How to complete this task: Transcribe the closing lines of the listing exactly, starting at the one that contains "Phrase: red eye ring" and including the last.

Material for this exercise:
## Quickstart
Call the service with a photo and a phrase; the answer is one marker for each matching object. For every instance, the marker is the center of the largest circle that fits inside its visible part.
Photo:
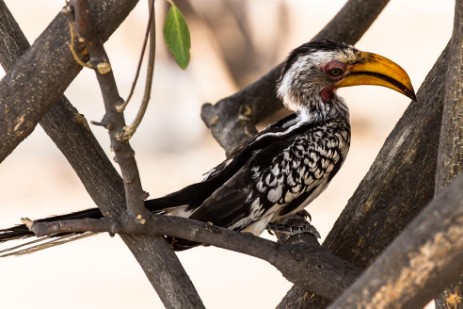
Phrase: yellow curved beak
(373, 69)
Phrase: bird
(290, 162)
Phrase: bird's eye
(335, 72)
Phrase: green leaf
(177, 36)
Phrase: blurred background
(233, 43)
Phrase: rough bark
(44, 71)
(70, 132)
(426, 257)
(450, 158)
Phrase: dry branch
(395, 189)
(304, 263)
(426, 257)
(450, 157)
(69, 130)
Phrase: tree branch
(30, 90)
(113, 120)
(450, 156)
(395, 189)
(426, 257)
(306, 263)
(232, 120)
(70, 132)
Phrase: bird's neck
(318, 111)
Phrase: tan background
(174, 149)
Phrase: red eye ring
(336, 72)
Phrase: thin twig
(130, 130)
(148, 35)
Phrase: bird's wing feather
(195, 194)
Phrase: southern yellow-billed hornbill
(289, 163)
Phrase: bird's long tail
(40, 243)
(164, 205)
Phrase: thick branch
(69, 130)
(30, 90)
(426, 257)
(450, 158)
(306, 264)
(232, 120)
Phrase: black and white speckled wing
(278, 179)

Solution to this exercise:
Phrase: red eye ring
(336, 72)
Phrase: thin twig
(130, 130)
(148, 35)
Phrase: bird's wing feather
(195, 194)
Phrase: southern yellow-billed hornbill
(289, 163)
Phrase: bird's long tail
(40, 243)
(164, 205)
Phrase: thick branch
(69, 130)
(30, 90)
(426, 257)
(450, 158)
(306, 264)
(232, 120)
Phrase: black and white speckled wing
(278, 179)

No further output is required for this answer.